Reproduce every item below verbatim, and omit the pictures from your answer.
^^^^^^^^
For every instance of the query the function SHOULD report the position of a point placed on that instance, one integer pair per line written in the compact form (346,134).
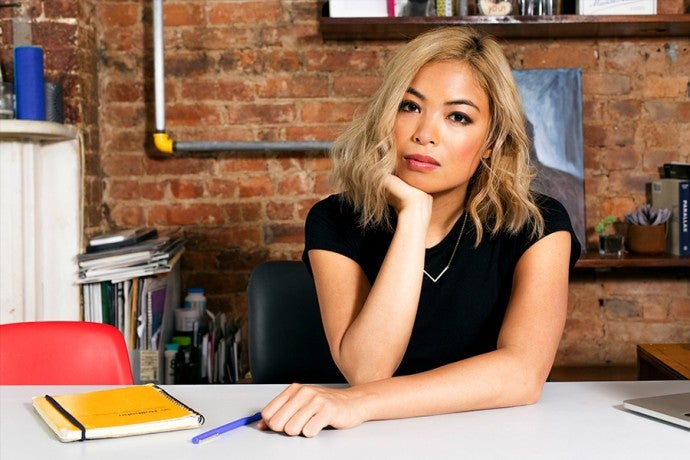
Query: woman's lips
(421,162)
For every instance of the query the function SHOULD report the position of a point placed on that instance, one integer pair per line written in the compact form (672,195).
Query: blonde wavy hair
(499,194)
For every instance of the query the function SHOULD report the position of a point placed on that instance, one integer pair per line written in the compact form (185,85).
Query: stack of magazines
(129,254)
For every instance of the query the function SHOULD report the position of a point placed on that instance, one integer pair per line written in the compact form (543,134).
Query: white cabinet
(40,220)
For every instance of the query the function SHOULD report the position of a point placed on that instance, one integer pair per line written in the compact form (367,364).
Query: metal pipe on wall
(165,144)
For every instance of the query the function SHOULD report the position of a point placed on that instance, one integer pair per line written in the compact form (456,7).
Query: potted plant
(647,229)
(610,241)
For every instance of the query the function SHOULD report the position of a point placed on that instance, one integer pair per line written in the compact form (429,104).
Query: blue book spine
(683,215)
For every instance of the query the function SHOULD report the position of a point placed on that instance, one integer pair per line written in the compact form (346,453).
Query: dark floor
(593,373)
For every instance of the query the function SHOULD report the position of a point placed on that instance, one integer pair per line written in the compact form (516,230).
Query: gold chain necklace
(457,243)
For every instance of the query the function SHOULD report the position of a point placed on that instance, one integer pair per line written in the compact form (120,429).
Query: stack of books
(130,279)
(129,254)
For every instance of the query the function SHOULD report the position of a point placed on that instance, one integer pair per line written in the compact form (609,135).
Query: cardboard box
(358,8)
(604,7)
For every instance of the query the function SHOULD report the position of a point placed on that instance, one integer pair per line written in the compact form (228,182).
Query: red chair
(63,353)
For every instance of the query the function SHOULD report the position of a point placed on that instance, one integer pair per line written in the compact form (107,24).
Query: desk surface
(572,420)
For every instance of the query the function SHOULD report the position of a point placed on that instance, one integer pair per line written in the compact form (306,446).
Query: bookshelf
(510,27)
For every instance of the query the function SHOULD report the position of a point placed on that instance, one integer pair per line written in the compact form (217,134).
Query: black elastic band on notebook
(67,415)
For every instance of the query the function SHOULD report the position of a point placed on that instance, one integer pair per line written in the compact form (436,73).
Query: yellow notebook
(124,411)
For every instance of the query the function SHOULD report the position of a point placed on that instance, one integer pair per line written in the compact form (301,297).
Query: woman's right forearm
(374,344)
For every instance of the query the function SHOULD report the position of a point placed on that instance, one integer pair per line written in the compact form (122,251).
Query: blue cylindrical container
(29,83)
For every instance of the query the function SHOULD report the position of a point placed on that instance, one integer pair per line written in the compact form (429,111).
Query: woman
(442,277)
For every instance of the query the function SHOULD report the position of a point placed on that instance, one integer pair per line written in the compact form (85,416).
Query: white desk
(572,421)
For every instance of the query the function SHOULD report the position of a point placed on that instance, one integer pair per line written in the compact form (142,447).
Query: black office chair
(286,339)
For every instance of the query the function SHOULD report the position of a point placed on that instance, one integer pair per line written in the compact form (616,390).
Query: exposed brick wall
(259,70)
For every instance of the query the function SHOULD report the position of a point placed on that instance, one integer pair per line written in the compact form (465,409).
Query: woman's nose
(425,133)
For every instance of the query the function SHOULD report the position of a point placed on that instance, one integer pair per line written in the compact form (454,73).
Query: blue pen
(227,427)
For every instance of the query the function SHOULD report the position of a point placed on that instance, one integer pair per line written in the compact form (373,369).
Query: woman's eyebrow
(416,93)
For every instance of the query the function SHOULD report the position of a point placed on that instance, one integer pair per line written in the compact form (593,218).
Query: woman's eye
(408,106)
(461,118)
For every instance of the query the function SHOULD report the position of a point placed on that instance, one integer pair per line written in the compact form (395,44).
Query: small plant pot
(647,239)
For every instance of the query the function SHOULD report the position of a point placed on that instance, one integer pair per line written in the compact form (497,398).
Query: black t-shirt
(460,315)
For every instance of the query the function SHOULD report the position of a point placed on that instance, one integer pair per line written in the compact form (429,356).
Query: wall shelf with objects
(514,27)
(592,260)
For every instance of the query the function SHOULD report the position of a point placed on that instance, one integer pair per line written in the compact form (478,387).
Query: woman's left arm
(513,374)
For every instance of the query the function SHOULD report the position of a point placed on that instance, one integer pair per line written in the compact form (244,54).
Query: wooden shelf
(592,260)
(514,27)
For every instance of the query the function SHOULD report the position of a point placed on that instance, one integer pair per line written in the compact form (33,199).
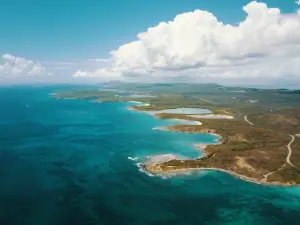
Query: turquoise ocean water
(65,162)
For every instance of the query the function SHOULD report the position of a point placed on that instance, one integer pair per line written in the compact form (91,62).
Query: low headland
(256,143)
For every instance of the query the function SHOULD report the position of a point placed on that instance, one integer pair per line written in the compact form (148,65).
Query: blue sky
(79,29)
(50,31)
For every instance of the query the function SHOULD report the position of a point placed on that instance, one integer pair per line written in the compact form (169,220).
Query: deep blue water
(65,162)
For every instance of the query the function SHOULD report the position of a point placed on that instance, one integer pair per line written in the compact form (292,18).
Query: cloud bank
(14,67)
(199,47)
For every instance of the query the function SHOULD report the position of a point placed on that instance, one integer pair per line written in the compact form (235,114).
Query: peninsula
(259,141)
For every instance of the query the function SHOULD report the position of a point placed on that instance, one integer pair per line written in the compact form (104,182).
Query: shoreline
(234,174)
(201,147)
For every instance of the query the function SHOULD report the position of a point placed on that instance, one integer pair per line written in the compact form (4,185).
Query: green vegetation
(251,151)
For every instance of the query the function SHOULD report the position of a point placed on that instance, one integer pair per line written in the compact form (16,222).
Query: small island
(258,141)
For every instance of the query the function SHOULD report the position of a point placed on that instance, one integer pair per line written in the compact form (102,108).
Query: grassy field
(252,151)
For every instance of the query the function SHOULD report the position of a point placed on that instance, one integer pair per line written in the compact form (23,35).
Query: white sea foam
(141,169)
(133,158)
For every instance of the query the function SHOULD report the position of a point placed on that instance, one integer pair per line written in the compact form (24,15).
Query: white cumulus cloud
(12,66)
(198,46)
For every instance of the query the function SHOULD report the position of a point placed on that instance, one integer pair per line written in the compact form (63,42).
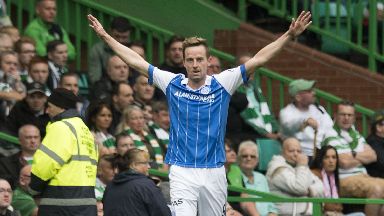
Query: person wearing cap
^^^^^^^^
● SOLUTION BELOW:
For every instance of the query the function SHOULD report the position of a point placed on that instance, one integer pair per line written in the compact form (346,134).
Query: woman's lips
(421,162)
For every instance of the query the function SHOULD report the position of a point placed on that instance, one integer pair per line written in the compact form (672,195).
Query: blonde wavy hair
(499,194)
For every instance of the query the function SHOULD report the position of a point placed on that instance, one integer pair per line written in the compact form (185,85).
Query: stack of magazines
(129,254)
For every instance of the query the function SHOULD report the position of a point placed on that instance, one integer pair per line written in the compact form (543,134).
Query: white cabinet
(40,220)
For every instance of the query the function SHOULD report the position of a point placed on that instance, one integer pair per line written in the compact form (367,364).
Query: metal pipe on wall
(165,144)
For every instance of the query the function SHOULD report the position of a point placed on that instance, one integer pair per line written in the compact form (456,7).
Query: potted plant
(647,229)
(610,241)
For every instance of the query the function SHOULD report the position of a point placed on that instance, one integer pair per line written in the compact form (429,104).
Query: blue book spine
(683,215)
For every instance of the query the function SHOULD report the position of a point placed on that instance, one integer pair per line written in the compact form (346,453).
Query: dark floor
(593,373)
For every instance of the query the function SHOULD report the position of a point placed on that instance, one integer pair per line written in the compact form (516,230).
Query: gold chain necklace
(457,243)
For every instance of the query the function SHOULD report the position of a point placed on that instance, one integer pair per line written in the compact form (120,429).
Query: stack of books
(130,279)
(129,254)
For every instance of the query the function SHOULD report the position of a point placed on that instance, one integer pair per line written in the compact form (609,135).
Query: cardboard box
(358,8)
(604,7)
For every instance of the query the function SHOULD report the position of a point placed on that instance, one integer pair per line written in the compact form (228,182).
Query: red chair
(63,353)
For every instance of the query the function SHOULD report the position of a point placed on that instance, one integer pair per line written in the compact form (107,24).
Query: desk surface
(572,420)
For every instance of the query the function SHOULD report the position of a point placed on that instance, one integer pair per line written in the compact form (306,446).
Query: bookshelf
(510,27)
For every instance of the query the function SHOULD report the position of a point placed on that instance, one integer pair per line written in the compact form (217,134).
Query: black elastic band on notebook
(67,415)
For every instance of the query the function SHOULD report the position of a point placed on that instance, one integer pair per line written in the compact form (436,73).
Query: yellow notebook
(124,411)
For every instance of the query the function SHOULD report the position of a point placed on that instance, one integer pair per line written in the compact form (301,297).
Query: woman's right forearm
(374,344)
For every instance of the query the function SHOULD report the position of a point placed on that instance, one integer pair per line written in the compact form (122,251).
Query: blue cylindrical container
(29,83)
For every instance of the query the function SHOULD report the position of a point placed on that instance, one integer pair per line written in the compact form (429,111).
Query: woman
(442,277)
For every instance of the query the function SHOULD report the position of a point placed on that instance, one integer pair per line written in the compact form (85,416).
Query: white desk
(572,421)
For every instance of the query the function SHOULD report the position of a point placed on that instance, one integer pair per line written in the compact form (142,447).
Query: black office chair
(286,339)
For every instance of the query the function SHOULD report the position of a point placed on that instance, one integer pair per line written in the compact form (616,390).
Query: exposed brick wall
(259,70)
For every instance of the query the function SHOULD report the position of a point placed on that instance, one integer pair per line written in the compact form (465,409).
Query: woman's nose
(425,133)
For every instance of the query the function SHOULD report the position of a point placed on that instance, one integer pair per line written in the compact form (454,73).
Query: blue pen
(227,427)
For every instance of the query the function SHOULD report the position of a point placed on that instance, one integer pair per line written in the compact form (373,369).
Query: woman's eyebrow
(416,93)
For every instance of the query the function SHOULD report the position of a point placed on that instance, one integer pair per line written in the compact form (593,218).
Query: woman's eye
(408,106)
(461,118)
For every instance of the query the function SHOULD report the position of a point placed on that instance, one integer pair per line written in the compact form (395,44).
Query: small plant pot
(647,239)
For every instance of the query the function SHOULD report the position of a point placed on that instance, one integer pair per line written in the compact form (497,398).
Query: black t-shirt
(460,315)
For every instance of the query the function SHOULD report the position of a point placed on that instance, one integer pair per line written in the compact form (429,356).
Query: wall shelf with objects
(514,27)
(592,260)
For every instance of the query the function SHOULD report the position of a point placed on that instance, one integer pair per line written in the compact form (478,387).
Query: woman's left arm
(513,374)
For every instance of the query the function SHOULD report the position of a point placed on that instance, one integer pair per line written in the compact form (244,54).
Query: wooden shelf
(592,260)
(514,27)
For every instance of the query the function SHOULD report the position of a point placed on that instance, one integer pair per line written in the compact form (33,199).
Query: turquoise ocean water
(65,162)
For every instance of the query the function SHOULD report the position of a point placed on that instance, one integer pair per line written in the compact form (91,62).
Query: low headland
(256,143)
For every instance of the query the function SHOULD report the position of a point placed on that instance, one integer pair per line written in the compact form (148,65).
Query: blue sky
(79,29)
(50,31)
For every instance of the query the function SHOULD report the position of a point placed on that instance, one integer pair per line written in the compact form (169,220).
Query: deep blue water
(65,162)
For every instance of the query the function SHOULD report the position of a point placed on that instance, one integer pair per line written in the compact form (292,18).
Query: cloud bank
(14,67)
(199,47)
For every instance of the query the function SHOULD report the position of a point placed on that instance, one integer pair per line written in the compact form (235,114).
Query: peninsula
(259,141)
For every instance of the query the function SHOULD report the position of a point placed on that instance, one integer pair per line written in the compact form (104,182).
Query: shoreline
(234,174)
(201,147)
For every instance of the query the function SHOULD report the position of a point placed on that instance, one integer pair per line written in the compact form (4,185).
Query: green vegetation
(251,151)
For every instance of the query the function SHOULD report the position of a point placed on that instance, one integer pair per line written in the compact form (16,222).
Query: small island
(258,141)
For every instance of the query the function SHOULD report the position of a point placed on that instance, one integer pair per line written in the compact form (102,108).
Query: grassy field
(252,151)
For every instance of the query the function SHOULD report the position of a point placed on that instance, one integer pair per line written in the compact form (23,35).
Query: white sea foam
(141,169)
(133,158)
For every instance of the query the function SHOULD report the position of a point placed on that instance, one integer pair per line written in the compact form (24,15).
Query: white cumulus cloud
(12,66)
(198,46)
For every instance of the query the function SHOULD report the position of a point placed on that instance, one integer pair per line written in the compact form (63,42).
Query: person wearing cap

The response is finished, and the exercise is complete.